SOURCE RECORDS =
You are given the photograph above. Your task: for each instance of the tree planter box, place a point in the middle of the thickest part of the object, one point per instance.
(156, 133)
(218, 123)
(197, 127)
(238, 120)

WORK ORDER = Retype the whole listing above. Please keep it exact.

ANSWER FOR THIS EXERCISE =
You are given the photograph above. Your task: for each instance of the tree planter box, place a point in the middle of the thickest part of the object, one point per instance.
(156, 133)
(218, 123)
(197, 127)
(238, 120)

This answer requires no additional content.